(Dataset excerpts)
"""

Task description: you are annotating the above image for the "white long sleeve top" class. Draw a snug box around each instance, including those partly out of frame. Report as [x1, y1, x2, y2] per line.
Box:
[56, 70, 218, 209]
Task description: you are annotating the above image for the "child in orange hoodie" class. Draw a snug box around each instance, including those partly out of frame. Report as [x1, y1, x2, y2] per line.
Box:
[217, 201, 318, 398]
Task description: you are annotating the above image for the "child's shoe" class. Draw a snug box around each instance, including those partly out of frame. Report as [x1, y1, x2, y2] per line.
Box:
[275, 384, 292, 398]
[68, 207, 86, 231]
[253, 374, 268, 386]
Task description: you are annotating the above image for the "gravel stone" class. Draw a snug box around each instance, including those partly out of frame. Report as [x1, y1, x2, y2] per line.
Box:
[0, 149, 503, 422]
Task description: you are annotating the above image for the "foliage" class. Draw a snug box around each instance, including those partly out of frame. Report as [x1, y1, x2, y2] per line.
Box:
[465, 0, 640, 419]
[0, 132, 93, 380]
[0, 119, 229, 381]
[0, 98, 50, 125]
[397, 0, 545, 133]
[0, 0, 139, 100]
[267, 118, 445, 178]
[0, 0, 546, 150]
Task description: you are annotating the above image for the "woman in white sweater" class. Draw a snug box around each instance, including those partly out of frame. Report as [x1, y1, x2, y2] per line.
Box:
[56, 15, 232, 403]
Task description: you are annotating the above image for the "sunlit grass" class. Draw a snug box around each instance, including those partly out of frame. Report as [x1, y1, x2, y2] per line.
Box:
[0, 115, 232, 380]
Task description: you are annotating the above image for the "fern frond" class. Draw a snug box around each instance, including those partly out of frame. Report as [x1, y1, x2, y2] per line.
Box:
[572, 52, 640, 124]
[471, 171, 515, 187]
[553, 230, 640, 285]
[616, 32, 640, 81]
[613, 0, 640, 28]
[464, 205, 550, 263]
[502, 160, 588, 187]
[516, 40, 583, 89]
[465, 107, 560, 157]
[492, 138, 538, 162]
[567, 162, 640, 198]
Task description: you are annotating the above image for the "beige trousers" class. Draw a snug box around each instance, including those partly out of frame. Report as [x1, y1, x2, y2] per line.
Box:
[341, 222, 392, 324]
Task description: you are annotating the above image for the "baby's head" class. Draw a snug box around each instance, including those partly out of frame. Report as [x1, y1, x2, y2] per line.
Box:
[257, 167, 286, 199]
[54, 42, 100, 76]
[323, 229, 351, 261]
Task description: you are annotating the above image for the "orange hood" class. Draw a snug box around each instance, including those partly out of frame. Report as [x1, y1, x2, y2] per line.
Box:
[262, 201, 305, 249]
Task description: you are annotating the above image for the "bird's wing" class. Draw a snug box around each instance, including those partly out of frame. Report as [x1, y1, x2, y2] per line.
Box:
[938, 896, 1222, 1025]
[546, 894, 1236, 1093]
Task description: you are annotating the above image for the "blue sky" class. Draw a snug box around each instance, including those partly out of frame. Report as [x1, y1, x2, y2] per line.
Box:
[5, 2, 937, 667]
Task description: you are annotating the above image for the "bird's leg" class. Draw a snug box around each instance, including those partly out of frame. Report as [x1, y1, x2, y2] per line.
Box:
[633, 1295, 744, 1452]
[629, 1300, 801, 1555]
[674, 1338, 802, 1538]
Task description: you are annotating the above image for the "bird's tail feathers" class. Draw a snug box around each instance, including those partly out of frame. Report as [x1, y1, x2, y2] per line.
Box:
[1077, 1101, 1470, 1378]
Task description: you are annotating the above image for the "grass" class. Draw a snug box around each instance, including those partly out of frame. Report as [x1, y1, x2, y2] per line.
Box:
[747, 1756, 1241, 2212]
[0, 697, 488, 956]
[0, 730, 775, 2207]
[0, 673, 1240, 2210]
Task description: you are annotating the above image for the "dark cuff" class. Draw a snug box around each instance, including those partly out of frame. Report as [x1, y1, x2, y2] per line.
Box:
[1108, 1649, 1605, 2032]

"""

ASSIGNMENT.
Could you copy every record above exactly as written?

TASK OUTPUT.
Task description: you are annotating the above image for the "white long sleeve top" class. Draw a snug box around each instance, including those partly out of frame. Report as [x1, y1, x2, y2] per line.
Box:
[56, 70, 218, 209]
Task description: you are annotating the above image for the "child in orange hoodie" class. Draw a snug box around each instance, including those partly out of frame. Report as [x1, y1, x2, y2] per line.
Box:
[217, 201, 318, 398]
Task description: you are annotating the above image for the "child's shoe" class. Draw a snug box around each instance, including those partly out of frame. Report as [x1, y1, x2, y2] per line.
Box:
[275, 384, 292, 398]
[68, 207, 86, 231]
[253, 374, 268, 386]
Task description: you are annotating the above image for the "gravel stone" class. Draw a snug box around each instance, including those partly out of frame. Report as [x1, y1, x2, y2] per line.
Box:
[0, 149, 503, 422]
Task description: you are annotating the above image for the "foliage" class. Draw a snug box around each instance, including those partly out of frame. Report as [x1, y1, x2, y2] per line.
Box:
[465, 0, 640, 419]
[0, 132, 93, 380]
[0, 119, 229, 381]
[0, 98, 50, 125]
[397, 0, 545, 133]
[0, 0, 139, 100]
[267, 118, 445, 178]
[0, 0, 546, 150]
Task description: you are annotating the above image for the "woman in white sweater" class. Draw a snug box around each instance, including those partly out of frame. Report as [x1, y1, x2, y2] per line.
Box:
[56, 15, 232, 403]
Task description: you are annotating the above image for the "sunlit grass" class. Draw a snug box around each instance, including those partly out of frame. Report as [x1, y1, x2, y2] per line.
Box:
[0, 115, 232, 380]
Task description: you are annotating the above image for the "fern frond" class. Draw a snug box around each instance, including those partly out of frame. Report as [x1, y1, x2, y2] per line.
Box:
[572, 52, 640, 124]
[471, 171, 515, 187]
[553, 230, 640, 285]
[616, 32, 640, 81]
[613, 0, 640, 28]
[464, 205, 550, 263]
[502, 160, 588, 187]
[516, 40, 583, 89]
[465, 107, 560, 157]
[492, 138, 538, 162]
[567, 162, 640, 198]
Task description: you are annotating the above image for the "beige trousers" class. Draw a snug box around each instance, including those partly out of frame. Report as [x1, y1, x2, y2] per line.
Box:
[341, 222, 392, 324]
Task description: you are annotating the above image for the "baby's head" class. Draw a snug box around each instance, including those partly out of frame. Report as [x1, y1, x2, y2] per line.
Box:
[257, 167, 286, 199]
[54, 42, 100, 76]
[323, 229, 351, 261]
Task description: you are annotating the above image for the "orange hood" class. Draw a snug box around each instance, including those partly out of frame. Report as [x1, y1, x2, y2] per line.
Box:
[262, 201, 305, 249]
Task description: you are annotating the above image for the "bird's wing" class. Draw a snug box around each instance, including those partly out of frame. Report as [x1, y1, x2, y2] per line.
Box:
[938, 896, 1222, 1025]
[546, 894, 1236, 1093]
Task description: you are annotating the above image for the "blue sky" class. Draw a snug box around each instance, including those partly out of frame. Report as [x1, y1, x2, y2] per line.
Box:
[5, 2, 937, 667]
Task description: you are annotating the above image for the "bird's leg" class. Draw a snug box around each instance, including those partly out of frame. Report as [x1, y1, x2, y2] per line.
Box:
[633, 1295, 744, 1452]
[629, 1300, 801, 1555]
[674, 1338, 802, 1538]
Task description: you are annotating the above image for the "bird's tail feathers" class. Draw a snug box around each instance, including those partly out of frame. Report as [x1, y1, x2, y2] per line.
Box:
[1077, 1101, 1470, 1378]
Task description: you are annotating the above image for the "grass" class. Draw a snug box around each instance, including those partly out of frame. Report as [x1, y1, x2, y2] per line.
Box:
[747, 1756, 1241, 2212]
[0, 697, 488, 956]
[0, 730, 775, 2207]
[0, 673, 1240, 2210]
Task description: you are annotating the above image for the "dark cuff" class. Draw a snug box around each instance, including those partly out of frame. Report as [x1, y1, x2, y2] per line.
Box:
[1108, 1649, 1605, 2032]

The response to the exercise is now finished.